» **Exercise brief**
Locate every row below that contains the word "wooden", and copy each of those lines in full.

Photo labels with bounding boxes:
_____

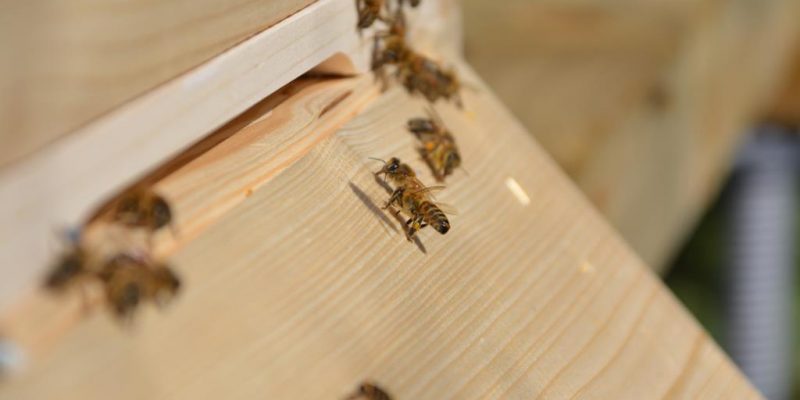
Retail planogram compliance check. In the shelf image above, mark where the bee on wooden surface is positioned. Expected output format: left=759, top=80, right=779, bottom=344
left=372, top=157, right=424, bottom=188
left=112, top=189, right=172, bottom=231
left=375, top=157, right=455, bottom=241
left=398, top=57, right=463, bottom=108
left=345, top=382, right=392, bottom=400
left=408, top=107, right=461, bottom=182
left=100, top=255, right=181, bottom=320
left=356, top=0, right=389, bottom=29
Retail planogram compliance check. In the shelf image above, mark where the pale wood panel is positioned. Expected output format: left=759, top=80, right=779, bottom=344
left=3, top=66, right=759, bottom=399
left=464, top=0, right=800, bottom=269
left=0, top=0, right=314, bottom=166
left=0, top=0, right=458, bottom=309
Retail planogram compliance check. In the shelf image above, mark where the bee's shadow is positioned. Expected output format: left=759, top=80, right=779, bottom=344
left=348, top=177, right=428, bottom=254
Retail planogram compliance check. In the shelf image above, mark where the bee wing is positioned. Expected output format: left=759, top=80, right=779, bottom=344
left=434, top=201, right=458, bottom=215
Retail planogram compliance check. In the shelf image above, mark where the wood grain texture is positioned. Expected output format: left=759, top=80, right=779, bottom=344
left=0, top=0, right=314, bottom=166
left=3, top=65, right=759, bottom=399
left=0, top=0, right=455, bottom=309
left=464, top=0, right=800, bottom=269
left=764, top=46, right=800, bottom=129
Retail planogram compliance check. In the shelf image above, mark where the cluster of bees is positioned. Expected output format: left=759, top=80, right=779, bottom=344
left=356, top=0, right=463, bottom=241
left=44, top=189, right=181, bottom=321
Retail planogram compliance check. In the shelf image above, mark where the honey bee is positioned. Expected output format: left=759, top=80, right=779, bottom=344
left=372, top=9, right=463, bottom=107
left=99, top=254, right=181, bottom=320
left=346, top=382, right=392, bottom=400
left=356, top=0, right=389, bottom=29
left=112, top=189, right=172, bottom=231
left=372, top=9, right=414, bottom=72
left=375, top=157, right=455, bottom=241
left=398, top=53, right=463, bottom=108
left=408, top=107, right=461, bottom=182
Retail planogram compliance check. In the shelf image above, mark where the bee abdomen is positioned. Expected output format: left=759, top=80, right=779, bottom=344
left=420, top=201, right=450, bottom=235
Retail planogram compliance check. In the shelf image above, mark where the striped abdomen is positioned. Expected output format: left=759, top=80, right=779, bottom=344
left=419, top=201, right=450, bottom=235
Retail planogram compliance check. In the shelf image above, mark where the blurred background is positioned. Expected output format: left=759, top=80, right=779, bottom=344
left=462, top=0, right=800, bottom=400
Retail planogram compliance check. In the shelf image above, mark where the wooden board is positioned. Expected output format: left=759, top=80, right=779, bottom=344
left=764, top=46, right=800, bottom=129
left=464, top=0, right=800, bottom=269
left=3, top=65, right=759, bottom=399
left=0, top=0, right=455, bottom=309
left=0, top=0, right=314, bottom=166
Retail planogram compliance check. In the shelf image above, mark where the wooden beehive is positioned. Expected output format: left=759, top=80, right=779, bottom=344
left=0, top=0, right=796, bottom=399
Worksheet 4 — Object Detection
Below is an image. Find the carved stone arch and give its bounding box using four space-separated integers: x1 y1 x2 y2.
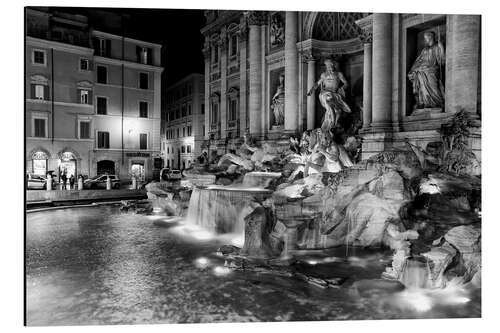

_____

» **Written response**
Retail planogram compliance check. In the shelf image above, mark where the bee on wooden surface is positioned. Expected output format: left=759, top=80, right=779, bottom=344
Retail planogram compliance check. In the shelf image above, mark where the wooden board is positioned. Expected output format: left=759, top=80, right=779, bottom=344
Retail planogram compliance check. In the shelf image above, mark where the wooden beehive is positioned. Expected output format: left=759, top=80, right=779, bottom=344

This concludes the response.